→ Extrait choisi:
+===+
Un chronographe doté d’un mouvement Valjoux vendu à moins de CHF 1’000, comment est-ce possible?

Je me fournis auprès des mêmes co-traitants que les autres marques, mon prix de revient est donc à peu près similaire. La différence majeure réside dans les marges réduites inhérentes à mon modèle d’affaires, qui permet un facteur x2 alors que la concurrence multiplie par 7, voire par 10.

Achille Rota, horloger chez BA111OD
Achille Rota, horloger chez BA111OD

C’est la première fois que vous utilisez vos armoiries familiales comme décor d’une montre. C’était un hommage?

C’est la deuxième fois en réalité car elles étaient gravées sur le fond du tourbillon. J’ai demandé à Liliane Murenzi, notre senior designer, de dessiner un chronographe avec une forte valeur ajoutée. Elle m’a proposé d’intégrer mes armoiries de manière très subtile. C’est l’affirmation d’un design. Le piège dans lequel je ne suis pas tombé, c’est de faire des copies d’un modèle préexistant. Le blason souligne le fait que nous n’avons pas emprunté la voie facile. On trace notre propre chemin, symbolisé aussi par le fait que nous avons déménagé dans la Villa Castellane et que dans nos anciens bureaux nous avons mis en place un atelier d’horlogerie T2 (pose cadran, aiguilles, emboîtage) & T3 (pose bracelet) ainsi qu’un service après-vente. Nous affirmons ainsi notre attachement à Neuchâtel et nous prouvons que nous sommes une start-up qui assemble ses propres montres.

Combien d’employés compte votre société à ce jour?

Nous sommes 11. Déjà une équipe de foot !

Les premiers modèles étaient revendiqués Made in China . Aujourd’hui, vous avez basculé vers le Swiss made. Pourquoi n’était-ce pas possible au départ? Avez-vous eu besoin de convaincre les fabricants, les sous-traitants et les horlogers suisses?
+===+
[Enregistrements]
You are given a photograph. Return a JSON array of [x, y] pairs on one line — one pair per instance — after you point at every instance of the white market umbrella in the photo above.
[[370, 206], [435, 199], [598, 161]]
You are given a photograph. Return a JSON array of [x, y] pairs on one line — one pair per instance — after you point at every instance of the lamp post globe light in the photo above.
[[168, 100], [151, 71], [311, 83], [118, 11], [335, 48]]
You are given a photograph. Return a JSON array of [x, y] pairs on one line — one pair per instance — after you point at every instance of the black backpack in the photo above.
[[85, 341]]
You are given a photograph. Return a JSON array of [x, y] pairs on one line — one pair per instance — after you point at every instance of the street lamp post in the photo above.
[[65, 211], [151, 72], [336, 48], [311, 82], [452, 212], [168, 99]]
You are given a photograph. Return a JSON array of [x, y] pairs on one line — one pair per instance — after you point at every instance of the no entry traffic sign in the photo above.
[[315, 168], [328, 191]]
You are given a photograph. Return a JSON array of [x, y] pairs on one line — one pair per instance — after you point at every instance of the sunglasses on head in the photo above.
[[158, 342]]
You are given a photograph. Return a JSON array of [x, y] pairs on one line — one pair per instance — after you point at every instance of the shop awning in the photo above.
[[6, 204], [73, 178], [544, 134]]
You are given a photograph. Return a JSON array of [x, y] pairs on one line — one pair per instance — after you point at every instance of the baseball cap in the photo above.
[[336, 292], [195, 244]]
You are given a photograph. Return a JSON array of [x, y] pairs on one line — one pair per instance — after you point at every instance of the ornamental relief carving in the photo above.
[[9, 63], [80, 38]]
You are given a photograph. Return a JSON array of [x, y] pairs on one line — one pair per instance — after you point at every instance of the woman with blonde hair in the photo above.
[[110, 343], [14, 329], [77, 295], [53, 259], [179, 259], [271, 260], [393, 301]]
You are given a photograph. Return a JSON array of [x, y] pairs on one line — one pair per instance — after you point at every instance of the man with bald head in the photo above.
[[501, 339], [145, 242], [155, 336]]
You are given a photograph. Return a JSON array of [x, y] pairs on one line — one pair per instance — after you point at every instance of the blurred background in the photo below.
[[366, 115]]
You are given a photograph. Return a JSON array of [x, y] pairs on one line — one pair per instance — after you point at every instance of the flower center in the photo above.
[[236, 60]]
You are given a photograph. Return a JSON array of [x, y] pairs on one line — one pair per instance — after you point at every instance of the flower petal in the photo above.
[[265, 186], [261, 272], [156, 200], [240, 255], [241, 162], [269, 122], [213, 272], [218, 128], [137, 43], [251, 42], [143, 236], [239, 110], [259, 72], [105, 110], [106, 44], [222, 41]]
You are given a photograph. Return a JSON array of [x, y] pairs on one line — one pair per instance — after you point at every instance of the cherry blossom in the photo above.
+===+
→ Travail demandé:
- a) Citez fidèlement le passage de l'entretien qui va de « Un chronographe doté » jusqu'à « voire par 10. ».
- b) Indiquez si chacun des énoncés suivants est conforme à l'entretien, en répondant par oui ou par non et en citant textuellement les mots décisifs : (i) la société compte onze employés ; (ii) les armoiries familiales ornent une montre pour la première fois ; (iii) d'après la personne interrogée, la concurrence applique un facteur x2.

→ Corrigés par exercice:
- a)
Un chronographe doté d’un mouvement Valjoux vendu à moins de CHF 1’000, comment est-ce possible?

Je me fournis auprès des mêmes co-traitants que les autres marques, mon prix de revient est donc à peu près similaire. La différence majeure réside dans les marges réduites inhérentes à mon modèle d’affaires, qui permet un facteur x2 alors que la concurrence multiplie par 7, voire par 10.

- b)
(i) Oui : « Nous sommes 11. »
(ii) Non : « C’est la deuxième fois en réalité car elles étaient gravées sur le fond du tourbillon. »
(iii) Non : « un facteur x2 alors que la concurrence multiplie par 7, voire par 10. »